» **Task description**
Put every line of the entries below into a single numbered list, omitting any blank lines.

» **Task data**
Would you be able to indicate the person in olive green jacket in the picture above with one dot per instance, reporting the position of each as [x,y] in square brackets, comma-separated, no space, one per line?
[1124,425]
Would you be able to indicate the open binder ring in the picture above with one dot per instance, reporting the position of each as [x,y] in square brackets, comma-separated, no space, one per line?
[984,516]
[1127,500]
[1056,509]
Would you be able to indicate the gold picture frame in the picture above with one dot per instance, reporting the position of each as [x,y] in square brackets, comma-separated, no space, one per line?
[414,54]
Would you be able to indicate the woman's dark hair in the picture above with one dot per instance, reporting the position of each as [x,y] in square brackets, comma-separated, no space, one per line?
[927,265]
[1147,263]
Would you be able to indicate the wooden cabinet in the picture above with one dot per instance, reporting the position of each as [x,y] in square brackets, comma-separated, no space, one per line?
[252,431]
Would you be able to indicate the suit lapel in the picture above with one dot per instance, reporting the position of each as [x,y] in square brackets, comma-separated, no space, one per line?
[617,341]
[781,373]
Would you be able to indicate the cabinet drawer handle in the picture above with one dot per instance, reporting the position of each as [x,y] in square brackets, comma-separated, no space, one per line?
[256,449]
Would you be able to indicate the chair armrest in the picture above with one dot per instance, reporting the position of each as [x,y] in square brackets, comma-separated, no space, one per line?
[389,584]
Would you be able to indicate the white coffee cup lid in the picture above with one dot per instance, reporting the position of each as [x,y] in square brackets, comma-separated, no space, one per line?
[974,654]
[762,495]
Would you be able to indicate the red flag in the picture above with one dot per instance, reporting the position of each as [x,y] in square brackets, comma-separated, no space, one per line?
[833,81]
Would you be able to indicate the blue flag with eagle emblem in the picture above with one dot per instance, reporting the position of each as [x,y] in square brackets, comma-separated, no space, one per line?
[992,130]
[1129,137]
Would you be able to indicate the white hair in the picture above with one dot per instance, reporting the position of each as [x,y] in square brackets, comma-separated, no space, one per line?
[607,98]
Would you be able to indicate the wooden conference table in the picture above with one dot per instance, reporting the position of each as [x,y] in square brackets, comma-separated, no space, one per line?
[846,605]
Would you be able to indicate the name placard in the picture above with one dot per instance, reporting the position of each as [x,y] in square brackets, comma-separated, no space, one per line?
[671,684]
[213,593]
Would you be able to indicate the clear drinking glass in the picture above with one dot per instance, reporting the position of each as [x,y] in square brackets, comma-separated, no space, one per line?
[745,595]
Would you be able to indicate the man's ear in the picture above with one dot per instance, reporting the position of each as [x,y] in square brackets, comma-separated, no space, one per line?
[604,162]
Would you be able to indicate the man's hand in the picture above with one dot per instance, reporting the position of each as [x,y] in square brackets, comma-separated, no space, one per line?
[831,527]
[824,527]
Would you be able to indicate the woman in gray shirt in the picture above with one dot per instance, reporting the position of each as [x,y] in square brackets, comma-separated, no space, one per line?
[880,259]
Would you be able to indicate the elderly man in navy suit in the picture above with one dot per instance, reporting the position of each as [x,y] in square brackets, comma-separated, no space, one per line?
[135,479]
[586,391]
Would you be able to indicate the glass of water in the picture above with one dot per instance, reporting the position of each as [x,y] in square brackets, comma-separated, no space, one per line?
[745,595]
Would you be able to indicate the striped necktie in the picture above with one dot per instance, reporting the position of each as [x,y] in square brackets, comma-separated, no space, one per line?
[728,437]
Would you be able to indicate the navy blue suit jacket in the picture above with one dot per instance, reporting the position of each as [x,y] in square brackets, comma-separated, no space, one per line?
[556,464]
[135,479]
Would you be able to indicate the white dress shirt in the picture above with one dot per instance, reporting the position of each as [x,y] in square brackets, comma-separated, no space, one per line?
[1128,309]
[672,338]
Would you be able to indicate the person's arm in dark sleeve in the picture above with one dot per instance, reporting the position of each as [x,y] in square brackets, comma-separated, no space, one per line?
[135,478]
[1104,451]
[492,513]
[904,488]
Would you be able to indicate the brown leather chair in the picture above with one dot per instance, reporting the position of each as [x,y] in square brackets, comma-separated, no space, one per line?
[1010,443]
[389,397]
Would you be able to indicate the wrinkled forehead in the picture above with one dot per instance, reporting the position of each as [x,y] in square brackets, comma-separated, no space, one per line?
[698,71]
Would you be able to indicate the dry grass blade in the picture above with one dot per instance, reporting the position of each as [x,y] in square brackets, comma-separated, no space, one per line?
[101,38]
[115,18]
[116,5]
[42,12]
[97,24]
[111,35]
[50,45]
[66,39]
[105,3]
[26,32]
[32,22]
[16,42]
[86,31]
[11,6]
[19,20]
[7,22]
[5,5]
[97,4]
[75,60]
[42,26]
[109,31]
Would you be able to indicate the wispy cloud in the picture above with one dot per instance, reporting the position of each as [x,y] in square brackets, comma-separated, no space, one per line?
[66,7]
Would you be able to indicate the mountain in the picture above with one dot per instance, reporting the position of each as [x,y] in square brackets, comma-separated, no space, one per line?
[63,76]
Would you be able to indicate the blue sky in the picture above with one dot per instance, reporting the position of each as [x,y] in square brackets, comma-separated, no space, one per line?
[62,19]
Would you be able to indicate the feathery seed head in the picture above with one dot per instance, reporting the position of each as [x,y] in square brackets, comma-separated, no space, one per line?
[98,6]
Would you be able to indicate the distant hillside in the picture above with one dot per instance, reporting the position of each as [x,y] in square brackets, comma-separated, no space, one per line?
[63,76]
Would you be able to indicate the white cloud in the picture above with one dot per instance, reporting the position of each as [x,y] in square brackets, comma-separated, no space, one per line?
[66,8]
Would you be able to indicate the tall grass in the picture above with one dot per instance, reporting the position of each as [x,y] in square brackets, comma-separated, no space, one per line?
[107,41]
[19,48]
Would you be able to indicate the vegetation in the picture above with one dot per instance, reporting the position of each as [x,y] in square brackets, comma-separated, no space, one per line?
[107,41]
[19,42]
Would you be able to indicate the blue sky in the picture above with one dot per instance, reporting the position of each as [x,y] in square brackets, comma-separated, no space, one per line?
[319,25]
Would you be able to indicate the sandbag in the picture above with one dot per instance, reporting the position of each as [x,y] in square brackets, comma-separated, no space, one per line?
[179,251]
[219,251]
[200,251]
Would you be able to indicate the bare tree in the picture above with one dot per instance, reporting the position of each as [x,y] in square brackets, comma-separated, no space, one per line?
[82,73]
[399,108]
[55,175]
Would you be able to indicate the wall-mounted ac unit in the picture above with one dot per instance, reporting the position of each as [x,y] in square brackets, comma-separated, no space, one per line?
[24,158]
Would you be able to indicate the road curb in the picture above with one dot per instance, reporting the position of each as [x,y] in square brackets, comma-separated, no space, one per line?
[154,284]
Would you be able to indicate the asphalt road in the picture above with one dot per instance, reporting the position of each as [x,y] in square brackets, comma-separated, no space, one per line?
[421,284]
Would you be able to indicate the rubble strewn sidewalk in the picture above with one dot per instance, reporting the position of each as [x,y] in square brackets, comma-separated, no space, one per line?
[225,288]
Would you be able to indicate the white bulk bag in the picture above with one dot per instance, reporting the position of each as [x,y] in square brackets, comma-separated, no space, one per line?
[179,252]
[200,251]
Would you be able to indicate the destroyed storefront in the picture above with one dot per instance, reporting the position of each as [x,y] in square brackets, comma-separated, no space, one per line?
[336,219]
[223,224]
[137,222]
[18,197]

» **Task solution**
1. Would you be able to indicate the person in olive green jacket in the picture above with one dot per instance, reporting the position of each as [x,y] in square brackets, comma-separated, no space, one per line?
2. [1124,425]
3. Would you be able to indicate the open binder ring in the picture above with one dot per instance, reporting the position of each as [x,y] in square brackets, comma-separated, no space, one per line?
4. [984,516]
5. [1127,500]
6. [1056,509]
7. Would you be able to indicate the gold picture frame in the picture above with one dot per instance, reporting the position of each as [x,y] in square brackets, comma-separated, no space, one per line?
8. [414,54]
9. Would you be able to indicate the woman's dark hair in the picture above with one dot per instance, reporting the position of each as [x,y] in square brackets, comma-separated, no space, one per line?
10. [927,265]
11. [1147,263]
12. Would you be able to indicate the wooden cabinet in the picture above with one dot per instance, reporting the position of each as [x,y] in square brackets, comma-separated, no space, one per line?
13. [252,431]
14. Would you be able to indicate the suit lapel in the picture above with one dot per instance, reporting the position of each as [x,y] in square brackets, comma-separated, no space, one per line?
15. [617,341]
16. [781,373]
17. Would you be able to indicate the cabinet drawer handle in the picture above with one dot per instance, reporting the position of each as [x,y] in square brackets, comma-separated, no space, one per line?
18. [256,449]
19. Would you be able to indicate the chair armrest in the picture above with one dot per instance, reporting the position of each as [x,y] in square brackets, comma-separated, no space, one per line?
20. [389,584]
21. Would you be able to indicate the white coffee cup lid in the picture above with one dot per instance, reporting the position of each as [x,y] in square brackets, comma-separated, no space, one per line?
22. [974,654]
23. [762,495]
24. Would you be able to indicate the red flag in the picture above with one dot per instance, reporting the position of each as [x,y] in square brackets, comma-separated, no space, one per line?
25. [833,81]
26. Would you be able to indicate the blue flag with eagle emblem in the picture above with one dot per instance, reporting the position of each as [x,y] in square brackets, comma-separated, no space, one per line?
27. [992,130]
28. [1129,137]
29. Would you be able to indicate the white hair in the picture above with one dot per instance, reporting the position of each as [x,y] in square brackets, comma-separated, no space, one per line?
30. [607,98]
31. Would you be able to indicate the wooden conference table in the picture above with one dot per instance, reporting the position of each as [x,y] in square brackets, comma-separated, no space, one per line?
32. [846,605]
33. Would you be able to indicate the name placard in the picture above with one dot per instance, reporting the position of each as [x,y] in square brackets, comma-separated, no space, one per line?
34. [671,684]
35. [213,593]
36. Would you be able to indicate the clear drinking glass in the picture above with one dot per instance, reporting the position of each as [x,y] in square brackets, comma-separated, no space, one per line?
37. [745,595]
38. Would you be able to indicate the man's ear in the picture above with one dot per instance, reporting the position of each as [x,y] in square brackets, comma-separated, no space, one per line?
39. [604,162]
40. Would you be able to indicate the man's hand in the picture above with one dot per instance, reporting the position of each as [x,y] in square brackets, comma-separated, no space, one per line?
41. [831,527]
42. [824,527]
43. Would you be able to indicate the woman in gray shirt in the picture above with one dot per instance, reporting the position of each as [x,y] in square brackets, comma-separated, no space, one per line?
44. [880,259]
45. Would you be able to indicate the elderly man in navy suit in the picture above with one dot per instance, reporting the position of each as [x,y] in square brackets, comma-separated, no space, one per line?
46. [135,479]
47. [586,391]
48. Would you be able to indicate the glass of water in the picture above with one dot per instance, reporting the position of each as [x,y] in square brackets, comma-separated, no space, one per line?
49. [745,595]
50. Would you be able to indicate the striped necktie in the picture above with one dot per instance, reporting the position of each as [x,y] in square brackets, comma-separated, no space, one per line?
51. [728,437]
52. Would you be able to indicate the navy blue suit jacket in the picture above with one dot per instance, reporting the position of each as [x,y] in square brackets, comma-separated, no space, one per line?
53. [556,464]
54. [135,479]
55. Would you be able to indicate the white dress shirt in the picture above with one dot per instance, reporting the position of each as [x,y] in square brackets, comma-separated, no space, one per line?
56. [1128,309]
57. [672,338]
58. Would you be able to indicate the person's arm in dark sleeve in the picture above with one dot per instance, reporting the position of each as [x,y] in square brackets, comma-separated, no space, one per line?
59. [135,478]
60. [1104,451]
61. [492,513]
62. [904,488]
63. Would you be able to indicate the brown leather chair in the picture above with one dot per instance, reporting the position of each as [x,y] in square brackets, comma-separated, no space, one per line?
64. [1010,443]
65. [389,397]
66. Would you be able to indicate the wrinkled forehead in the picture above with one dot per instance, reporting the position of each as [x,y] in square brackets, comma-separated, no space, one per line?
67. [698,71]
68. Would you be able to indicate the dry grass blade in the picture above with one dot per instance, reporting the position of each as [x,y] in square brackets, comma-separated, no space, one per line?
69. [101,38]
70. [115,18]
71. [116,5]
72. [42,12]
73. [97,24]
74. [111,35]
75. [50,45]
76. [66,39]
77. [105,3]
78. [26,32]
79. [32,22]
80. [16,42]
81. [86,31]
82. [11,6]
83. [19,20]
84. [7,22]
85. [5,5]
86. [97,4]
87. [75,60]
88. [42,26]
89. [109,31]
90. Would you be able to indicate the wispy cloud in the picture above with one dot per instance, reporting the position of each as [x,y] in square brackets, comma-separated, no space, one per line?
91. [66,7]
92. Would you be able to indicate the mountain in the picture above with one dot per instance, reporting the position of each as [x,y] in square brackets, comma-separated, no space, one per line?
93. [63,76]
94. Would you be able to indicate the blue sky in the picture above with one dot per instance, reporting the position of each as [x,y] in square brackets, comma-separated, no space, one per line?
95. [62,19]
96. Would you be able to indicate the feathery seed head in the picture above with one dot per instance, reporting the position of each as [x,y] in square brackets, comma-separated, no space, one per line?
97. [98,6]
98. Would you be able to indicate the distant hillside in the picture above with one dot per instance, reporting the position of each as [x,y] in square brackets, comma-separated, no space, one per line?
99. [63,76]
100. Would you be able to indicate the white cloud in the picture above with one dot per instance, reporting the position of each as [x,y] in square brackets, comma-separated, no space, one per line?
101. [66,8]
102. Would you be able to indicate the tall grass in the picture above with one dot per instance, reporting the position of each as [x,y] in square brackets, comma-separated, no space, one per line?
103. [107,41]
104. [19,48]
105. Would you be able to indicate the vegetation in the picture above with one dot per instance, reporting the position of each as [x,y] in square brackets, comma-separated, no space, one per line?
106. [107,41]
107. [19,42]
108. Would you be able to indicate the blue sky in the picture above with one dot per instance, reporting the position of each as [x,y] in square brackets, comma-separated, no space, one per line?
109. [319,25]
110. Would you be able to indicate the sandbag in the picture above with one dot per instance, reporting the position of each as [x,y] in square brackets, comma-separated, no space, one per line?
111. [179,251]
112. [219,251]
113. [200,251]
114. Would you be able to indicate the bare tree in the picture above with one dot per instance, reporting the position of each as [x,y] in square brackets, comma-separated, no space, one per line?
115. [82,73]
116. [399,108]
117. [55,175]
118. Would you be able to indicate the wall-mounted ac unit in the picture above with one dot per instance, reporting the position of each as [x,y] in square brackets, comma-separated, no space, one per line?
119. [24,158]
120. Would you be able to indicate the road curb in the picture above with one dot per instance, reporting the position of each as [x,y] in square brackets, comma-separated, no space, one per line?
121. [154,284]
122. Would you be able to indicate the asphalt road in the picture above with one dot per instance, reporting the position of each as [x,y] in square brackets, comma-separated, no space, one per line?
123. [421,284]
124. Would you be able to indicate the rubble strewn sidewalk in the picture above with one dot per instance, reporting the position of each as [x,y] in square brackets, comma-separated, no space, one per line?
125. [225,288]
126. Would you be able to indicate the white bulk bag in the picture above with one dot per instance, reporting the position of each as [x,y] in square brackets, comma-separated, no space, one per line?
127. [179,252]
128. [200,251]
129. Would you be able to indicate the destroyed storefront in the picture above with one dot per instance, reporting the position of each as [x,y] in square brackets, comma-separated, no space, one per line?
130. [336,219]
131. [223,224]
132. [137,222]
133. [18,197]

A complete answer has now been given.